» **INSTRUCTIONS**
(1) In the listing, change "short dark hair" to "short brown hair" across the part that opens with the line containing "of the curly" and closes with the line containing "fascia, then give the position of each instance.". Give those lines again, with nothing else altered.
(2) Write what comes next in the excerpt on how Snakemake decides to rerun parts of a workflow.

» **EXCERPTED TEXT**
'''
Snakemake's rerun functionality is based on its ability to track dependencies and determine which parts of the workflow need to be re-executed. This is achieved through the following principles:
- File Timestamps: Snakemake compares the timestamps of input and output files. If an input file is newer than its corresponding output file, the rule is marked for rerun.
- Content-Based Hashing: Snakemake can use content-based hashing (e.g., MD5 checksums) to detect changes in input files, ensuring that even minor modifications trigger a rerun.
- Rule Dependencies: If a rule depends on the output of another rule, and the upstream rule is rerun, all downstream rules are also marked for rerun.
- Conditional Execution: Snakemake allows analysts to define conditions under which rules should be rerun, such as changes in configuration parameters or external data sources.
How to rerun?
'''
» **DATA SUPPLIED**
'''
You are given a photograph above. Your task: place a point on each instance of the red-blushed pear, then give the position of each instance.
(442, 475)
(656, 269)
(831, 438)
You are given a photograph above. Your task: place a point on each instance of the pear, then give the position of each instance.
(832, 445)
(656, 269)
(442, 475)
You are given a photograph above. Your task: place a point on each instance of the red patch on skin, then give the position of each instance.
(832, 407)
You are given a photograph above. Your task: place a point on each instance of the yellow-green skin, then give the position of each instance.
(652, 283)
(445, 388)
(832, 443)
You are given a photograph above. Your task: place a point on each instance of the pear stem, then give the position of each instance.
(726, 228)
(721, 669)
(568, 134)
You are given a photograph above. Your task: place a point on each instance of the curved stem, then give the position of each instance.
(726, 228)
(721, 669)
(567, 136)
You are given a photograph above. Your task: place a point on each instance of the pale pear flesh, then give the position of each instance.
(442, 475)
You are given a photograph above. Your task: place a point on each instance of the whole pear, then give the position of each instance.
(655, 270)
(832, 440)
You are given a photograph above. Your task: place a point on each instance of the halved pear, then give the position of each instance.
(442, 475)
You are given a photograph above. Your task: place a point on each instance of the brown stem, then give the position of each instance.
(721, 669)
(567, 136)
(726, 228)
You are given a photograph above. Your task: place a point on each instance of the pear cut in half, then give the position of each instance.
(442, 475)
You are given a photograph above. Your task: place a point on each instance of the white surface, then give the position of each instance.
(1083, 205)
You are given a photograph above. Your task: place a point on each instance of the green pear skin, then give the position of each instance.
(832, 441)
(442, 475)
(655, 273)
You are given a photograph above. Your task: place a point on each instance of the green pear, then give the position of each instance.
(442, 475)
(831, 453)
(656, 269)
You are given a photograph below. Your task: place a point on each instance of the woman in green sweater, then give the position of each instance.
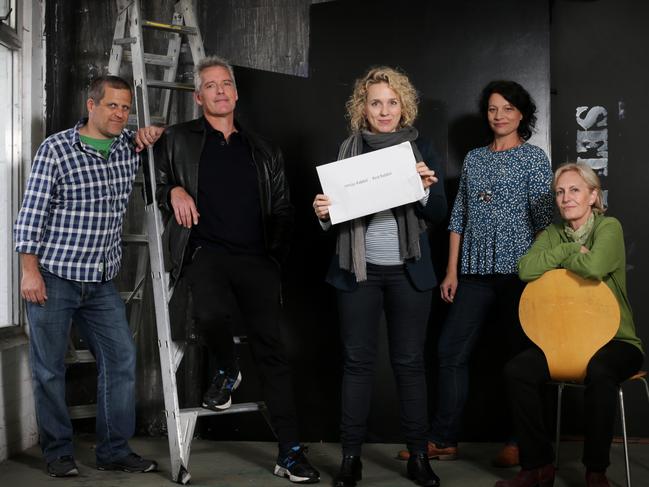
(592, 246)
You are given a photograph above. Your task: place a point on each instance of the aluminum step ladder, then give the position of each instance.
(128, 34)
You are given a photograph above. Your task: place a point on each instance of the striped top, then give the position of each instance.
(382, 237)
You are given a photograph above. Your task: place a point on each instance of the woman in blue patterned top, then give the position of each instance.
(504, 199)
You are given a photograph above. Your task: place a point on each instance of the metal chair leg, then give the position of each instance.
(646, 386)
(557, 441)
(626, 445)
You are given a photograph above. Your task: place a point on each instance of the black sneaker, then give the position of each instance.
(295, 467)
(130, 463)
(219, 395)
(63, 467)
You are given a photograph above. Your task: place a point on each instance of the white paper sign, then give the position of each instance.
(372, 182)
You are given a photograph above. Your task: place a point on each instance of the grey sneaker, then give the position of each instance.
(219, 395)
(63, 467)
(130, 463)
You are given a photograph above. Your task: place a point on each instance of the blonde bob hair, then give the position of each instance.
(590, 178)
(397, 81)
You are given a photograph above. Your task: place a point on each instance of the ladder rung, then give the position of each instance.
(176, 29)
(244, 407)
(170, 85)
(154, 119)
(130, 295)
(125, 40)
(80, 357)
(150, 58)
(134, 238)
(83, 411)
'''
'''
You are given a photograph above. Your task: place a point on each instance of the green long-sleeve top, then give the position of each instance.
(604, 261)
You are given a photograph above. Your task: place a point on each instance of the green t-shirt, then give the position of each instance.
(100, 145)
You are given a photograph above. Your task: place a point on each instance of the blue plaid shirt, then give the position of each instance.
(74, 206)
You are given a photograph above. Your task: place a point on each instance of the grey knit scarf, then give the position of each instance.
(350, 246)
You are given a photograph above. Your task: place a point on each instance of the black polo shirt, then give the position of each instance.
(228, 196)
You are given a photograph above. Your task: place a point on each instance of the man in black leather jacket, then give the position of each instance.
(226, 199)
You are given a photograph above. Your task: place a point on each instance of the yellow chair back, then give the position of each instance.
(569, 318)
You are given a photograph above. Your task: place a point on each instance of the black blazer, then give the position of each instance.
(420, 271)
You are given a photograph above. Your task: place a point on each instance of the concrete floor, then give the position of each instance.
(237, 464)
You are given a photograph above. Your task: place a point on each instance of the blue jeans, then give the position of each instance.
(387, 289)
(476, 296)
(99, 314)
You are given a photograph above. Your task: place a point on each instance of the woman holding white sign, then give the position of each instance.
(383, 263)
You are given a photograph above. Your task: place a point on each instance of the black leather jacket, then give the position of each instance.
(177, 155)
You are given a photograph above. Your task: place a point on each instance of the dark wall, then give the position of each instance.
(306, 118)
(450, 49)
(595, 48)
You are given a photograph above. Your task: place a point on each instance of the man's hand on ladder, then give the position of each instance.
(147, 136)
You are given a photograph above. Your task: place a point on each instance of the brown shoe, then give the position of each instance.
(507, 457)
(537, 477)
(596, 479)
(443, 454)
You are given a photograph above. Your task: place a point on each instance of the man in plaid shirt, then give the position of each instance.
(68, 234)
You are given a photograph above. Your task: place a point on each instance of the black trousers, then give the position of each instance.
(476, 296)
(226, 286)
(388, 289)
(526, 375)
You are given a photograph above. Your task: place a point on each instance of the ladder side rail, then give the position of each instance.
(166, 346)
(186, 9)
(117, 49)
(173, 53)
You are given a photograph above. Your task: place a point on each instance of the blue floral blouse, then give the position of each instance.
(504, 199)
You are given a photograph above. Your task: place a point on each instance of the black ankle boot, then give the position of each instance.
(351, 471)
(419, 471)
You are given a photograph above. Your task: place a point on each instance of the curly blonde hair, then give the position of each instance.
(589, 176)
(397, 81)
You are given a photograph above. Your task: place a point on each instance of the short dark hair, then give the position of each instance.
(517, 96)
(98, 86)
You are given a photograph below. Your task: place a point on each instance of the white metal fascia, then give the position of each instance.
'''
'''
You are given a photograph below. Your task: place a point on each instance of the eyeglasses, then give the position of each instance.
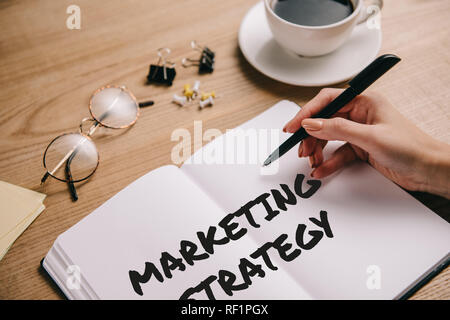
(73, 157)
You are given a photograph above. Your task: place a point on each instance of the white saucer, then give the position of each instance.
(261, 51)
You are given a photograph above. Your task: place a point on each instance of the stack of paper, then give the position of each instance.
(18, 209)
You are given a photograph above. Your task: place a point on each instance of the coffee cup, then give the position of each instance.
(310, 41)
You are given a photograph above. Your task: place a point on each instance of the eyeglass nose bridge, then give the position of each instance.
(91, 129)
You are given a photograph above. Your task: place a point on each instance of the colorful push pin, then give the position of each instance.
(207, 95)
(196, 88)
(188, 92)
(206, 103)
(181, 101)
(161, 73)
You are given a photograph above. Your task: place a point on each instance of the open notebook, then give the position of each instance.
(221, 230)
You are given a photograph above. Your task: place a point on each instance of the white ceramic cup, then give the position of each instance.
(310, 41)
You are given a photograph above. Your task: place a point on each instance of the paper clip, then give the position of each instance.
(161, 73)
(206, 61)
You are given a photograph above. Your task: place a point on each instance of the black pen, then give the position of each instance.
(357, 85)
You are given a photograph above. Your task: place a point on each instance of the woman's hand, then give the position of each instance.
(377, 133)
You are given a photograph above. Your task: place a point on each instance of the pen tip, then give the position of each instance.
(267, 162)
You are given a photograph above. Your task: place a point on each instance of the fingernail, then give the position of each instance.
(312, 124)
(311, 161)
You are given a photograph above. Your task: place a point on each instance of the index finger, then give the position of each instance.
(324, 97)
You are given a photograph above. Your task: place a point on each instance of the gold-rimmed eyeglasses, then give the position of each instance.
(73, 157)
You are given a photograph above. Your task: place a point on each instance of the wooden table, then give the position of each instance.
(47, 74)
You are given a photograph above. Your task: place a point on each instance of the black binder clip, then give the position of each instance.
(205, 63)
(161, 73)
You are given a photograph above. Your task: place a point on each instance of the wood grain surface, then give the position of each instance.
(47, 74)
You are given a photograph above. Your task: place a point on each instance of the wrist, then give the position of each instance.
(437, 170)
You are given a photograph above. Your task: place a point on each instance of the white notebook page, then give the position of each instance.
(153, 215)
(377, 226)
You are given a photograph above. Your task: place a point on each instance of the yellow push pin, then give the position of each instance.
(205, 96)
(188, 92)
'''
» **FINAL RESULTS**
(1)
You are given a photograph above. Your task: place a point on each instance of the curly blonde hair, then give the position of each instance.
(589, 176)
(397, 81)
You are given a photograph above. Your task: place a point on each instance of the short brown hair, then give the position of each instance.
(517, 96)
(98, 86)
You are given a photograph below. Your task: place a point on each instance of the white metal fascia, then give the position of each instance.

(2)
Obviously, the rerun function of SAW count benefits from the natural advantages of the Snakemake computing framework. When running analysis tasks, you may encounter the following situations:
- The analysis task is interrupted due to insufficient computing resources in the computing environment or the sudden shutdown of server machines.
- You accidentally kill the analysis task.
If the input parameters for the second run are identical to those of the first run, which can be verified by comparing them with the recorded information in /pipeline-logs/config.yaml, the analysis will resume.